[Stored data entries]
※
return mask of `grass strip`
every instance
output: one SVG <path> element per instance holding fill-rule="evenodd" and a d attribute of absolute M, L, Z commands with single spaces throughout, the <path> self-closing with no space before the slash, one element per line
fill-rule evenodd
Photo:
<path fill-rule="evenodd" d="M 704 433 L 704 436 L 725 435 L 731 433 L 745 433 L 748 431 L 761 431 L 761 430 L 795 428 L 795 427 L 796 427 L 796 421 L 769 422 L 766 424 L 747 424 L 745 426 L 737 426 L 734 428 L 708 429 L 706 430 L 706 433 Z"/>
※
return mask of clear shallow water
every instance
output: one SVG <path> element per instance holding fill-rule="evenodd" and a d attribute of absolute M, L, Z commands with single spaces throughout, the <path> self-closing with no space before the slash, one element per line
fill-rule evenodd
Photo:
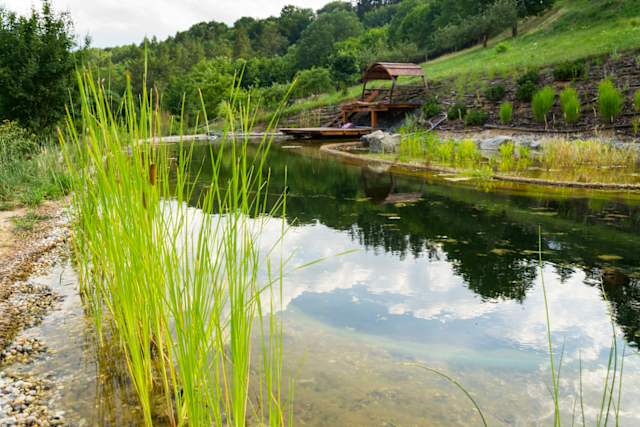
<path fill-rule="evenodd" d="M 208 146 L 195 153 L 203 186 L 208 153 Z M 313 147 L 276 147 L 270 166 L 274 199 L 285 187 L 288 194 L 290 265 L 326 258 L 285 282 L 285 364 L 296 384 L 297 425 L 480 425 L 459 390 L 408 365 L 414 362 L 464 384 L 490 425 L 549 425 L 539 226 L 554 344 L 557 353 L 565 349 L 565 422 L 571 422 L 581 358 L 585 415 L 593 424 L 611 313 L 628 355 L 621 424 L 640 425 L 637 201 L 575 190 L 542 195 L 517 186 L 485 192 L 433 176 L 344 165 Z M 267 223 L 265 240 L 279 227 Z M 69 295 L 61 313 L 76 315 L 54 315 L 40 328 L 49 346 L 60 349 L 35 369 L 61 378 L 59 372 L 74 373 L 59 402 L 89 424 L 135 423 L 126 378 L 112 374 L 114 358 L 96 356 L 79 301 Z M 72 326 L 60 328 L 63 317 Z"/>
※
Search the records for the word "mask". Copy each line where it appears.

* SOLUTION TO THIS EXERCISE:
return mask of `grass strip`
return mask of clear shallow water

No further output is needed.